• [PROMPT]: Wherever a line holds the word "then", copy that line from the data.

[Items from a data source]
=-=-=-=-=
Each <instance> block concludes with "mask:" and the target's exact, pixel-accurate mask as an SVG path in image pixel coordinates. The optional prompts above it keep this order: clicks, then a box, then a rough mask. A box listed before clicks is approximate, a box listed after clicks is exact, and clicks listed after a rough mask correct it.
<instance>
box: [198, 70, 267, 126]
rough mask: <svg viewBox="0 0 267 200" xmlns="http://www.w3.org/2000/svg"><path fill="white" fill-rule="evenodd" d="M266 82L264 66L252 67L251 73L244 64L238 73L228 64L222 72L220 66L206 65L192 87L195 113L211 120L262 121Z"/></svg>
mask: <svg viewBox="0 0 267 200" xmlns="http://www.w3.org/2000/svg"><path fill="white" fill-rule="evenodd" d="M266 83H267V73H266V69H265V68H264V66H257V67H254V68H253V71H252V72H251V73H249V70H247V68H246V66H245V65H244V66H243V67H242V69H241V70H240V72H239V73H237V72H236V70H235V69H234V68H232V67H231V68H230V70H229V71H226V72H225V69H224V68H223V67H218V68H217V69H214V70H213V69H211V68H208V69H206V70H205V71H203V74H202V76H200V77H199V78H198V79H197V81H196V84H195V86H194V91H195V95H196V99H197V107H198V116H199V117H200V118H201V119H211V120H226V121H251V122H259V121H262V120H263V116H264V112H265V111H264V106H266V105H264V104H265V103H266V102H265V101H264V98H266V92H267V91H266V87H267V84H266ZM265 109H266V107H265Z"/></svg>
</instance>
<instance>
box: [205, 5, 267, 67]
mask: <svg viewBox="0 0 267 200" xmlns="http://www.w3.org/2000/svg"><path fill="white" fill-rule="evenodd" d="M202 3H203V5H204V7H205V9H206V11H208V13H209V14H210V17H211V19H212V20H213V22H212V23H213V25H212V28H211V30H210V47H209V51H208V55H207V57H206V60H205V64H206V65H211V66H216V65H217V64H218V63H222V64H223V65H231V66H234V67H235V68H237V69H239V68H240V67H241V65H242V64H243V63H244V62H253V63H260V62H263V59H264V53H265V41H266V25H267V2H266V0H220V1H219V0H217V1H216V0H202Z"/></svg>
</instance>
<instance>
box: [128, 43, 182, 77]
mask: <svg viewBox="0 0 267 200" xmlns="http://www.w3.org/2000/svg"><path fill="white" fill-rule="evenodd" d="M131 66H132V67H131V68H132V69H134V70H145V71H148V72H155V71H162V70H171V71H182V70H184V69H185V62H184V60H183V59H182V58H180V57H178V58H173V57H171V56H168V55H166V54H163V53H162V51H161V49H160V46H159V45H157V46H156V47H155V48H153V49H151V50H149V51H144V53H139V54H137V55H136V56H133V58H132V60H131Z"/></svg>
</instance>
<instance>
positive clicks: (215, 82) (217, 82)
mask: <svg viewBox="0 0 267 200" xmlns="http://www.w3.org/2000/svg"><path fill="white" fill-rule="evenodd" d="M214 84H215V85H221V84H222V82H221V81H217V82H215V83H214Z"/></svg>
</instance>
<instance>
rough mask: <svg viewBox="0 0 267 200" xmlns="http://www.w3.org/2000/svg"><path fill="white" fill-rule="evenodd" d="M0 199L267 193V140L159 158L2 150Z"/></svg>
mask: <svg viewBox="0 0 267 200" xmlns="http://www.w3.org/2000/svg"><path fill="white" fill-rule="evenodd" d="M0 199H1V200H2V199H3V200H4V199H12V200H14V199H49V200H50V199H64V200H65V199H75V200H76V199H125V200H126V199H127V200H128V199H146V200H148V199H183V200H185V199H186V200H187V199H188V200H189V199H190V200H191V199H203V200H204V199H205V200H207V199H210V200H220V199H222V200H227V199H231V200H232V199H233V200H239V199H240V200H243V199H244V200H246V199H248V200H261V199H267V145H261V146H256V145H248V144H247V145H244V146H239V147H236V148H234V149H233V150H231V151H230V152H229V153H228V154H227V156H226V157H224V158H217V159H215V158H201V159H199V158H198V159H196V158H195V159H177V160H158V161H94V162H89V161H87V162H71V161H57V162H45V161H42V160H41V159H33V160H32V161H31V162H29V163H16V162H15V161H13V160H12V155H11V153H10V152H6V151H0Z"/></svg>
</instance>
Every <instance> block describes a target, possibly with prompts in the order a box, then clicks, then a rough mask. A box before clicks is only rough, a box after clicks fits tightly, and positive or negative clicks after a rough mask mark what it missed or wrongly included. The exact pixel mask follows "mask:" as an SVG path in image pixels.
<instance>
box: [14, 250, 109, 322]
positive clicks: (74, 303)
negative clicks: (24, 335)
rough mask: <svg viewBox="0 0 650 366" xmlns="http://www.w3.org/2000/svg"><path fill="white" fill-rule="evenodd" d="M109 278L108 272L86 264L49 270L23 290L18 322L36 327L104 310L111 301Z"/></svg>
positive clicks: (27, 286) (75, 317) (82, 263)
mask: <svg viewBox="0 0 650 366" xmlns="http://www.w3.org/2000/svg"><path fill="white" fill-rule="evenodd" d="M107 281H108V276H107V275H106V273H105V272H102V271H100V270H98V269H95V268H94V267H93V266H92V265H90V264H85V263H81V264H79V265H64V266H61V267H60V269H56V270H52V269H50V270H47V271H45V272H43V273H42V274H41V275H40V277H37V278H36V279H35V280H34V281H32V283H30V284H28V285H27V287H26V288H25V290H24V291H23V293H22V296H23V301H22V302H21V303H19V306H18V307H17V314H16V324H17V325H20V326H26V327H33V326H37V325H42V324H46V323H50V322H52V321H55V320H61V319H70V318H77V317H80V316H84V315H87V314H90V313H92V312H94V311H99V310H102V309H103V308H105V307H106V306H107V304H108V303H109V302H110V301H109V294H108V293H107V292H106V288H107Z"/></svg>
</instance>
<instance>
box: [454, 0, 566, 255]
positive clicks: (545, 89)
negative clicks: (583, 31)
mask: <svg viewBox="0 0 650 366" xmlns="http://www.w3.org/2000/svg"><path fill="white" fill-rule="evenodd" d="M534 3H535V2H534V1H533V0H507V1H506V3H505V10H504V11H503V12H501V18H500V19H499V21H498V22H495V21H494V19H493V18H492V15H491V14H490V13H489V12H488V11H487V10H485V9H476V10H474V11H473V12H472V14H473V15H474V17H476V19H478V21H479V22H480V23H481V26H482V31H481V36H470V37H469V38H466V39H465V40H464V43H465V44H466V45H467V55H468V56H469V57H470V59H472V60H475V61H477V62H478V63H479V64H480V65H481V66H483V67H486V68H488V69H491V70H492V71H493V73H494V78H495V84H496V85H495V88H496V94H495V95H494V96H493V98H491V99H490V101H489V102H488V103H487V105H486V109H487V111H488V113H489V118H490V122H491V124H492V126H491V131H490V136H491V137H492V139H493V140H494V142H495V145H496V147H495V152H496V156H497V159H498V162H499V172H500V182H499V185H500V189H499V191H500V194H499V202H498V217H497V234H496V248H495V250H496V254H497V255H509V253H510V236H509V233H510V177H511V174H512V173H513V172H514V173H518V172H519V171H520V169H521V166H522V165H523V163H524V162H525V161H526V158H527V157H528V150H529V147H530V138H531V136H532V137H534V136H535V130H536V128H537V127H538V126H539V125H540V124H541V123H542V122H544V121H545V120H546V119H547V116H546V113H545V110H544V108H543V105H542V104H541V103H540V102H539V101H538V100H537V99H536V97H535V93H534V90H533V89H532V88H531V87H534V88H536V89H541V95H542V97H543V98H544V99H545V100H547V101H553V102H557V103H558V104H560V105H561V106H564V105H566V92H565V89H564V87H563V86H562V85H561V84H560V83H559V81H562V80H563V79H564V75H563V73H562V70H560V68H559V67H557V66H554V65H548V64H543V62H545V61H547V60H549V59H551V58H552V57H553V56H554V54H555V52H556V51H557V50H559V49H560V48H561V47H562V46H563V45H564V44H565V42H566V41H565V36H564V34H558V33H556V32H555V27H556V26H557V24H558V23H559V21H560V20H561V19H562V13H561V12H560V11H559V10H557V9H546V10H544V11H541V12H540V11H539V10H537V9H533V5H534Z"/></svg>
=-=-=-=-=
• [SOLUTION]:
Each <instance> block concludes with "mask:" and the target's exact, pixel-accurate mask as an SVG path in image pixel coordinates. The optional prompts above it keep this order: clicks, then a box, then a rough mask. A box listed before clicks is approximate, a box listed after clicks is exact, and clicks listed after a rough mask correct it.
Every <instance> block describes a target, possibly with prompts in the order a box, then clicks, then a rough mask. A box before clicks is only rough, a box after clicks fits tightly, and positive or negative clicks after a rough mask mark what it missed or wrongly included. The exact pixel mask follows "mask:" as an SVG path in image pixels.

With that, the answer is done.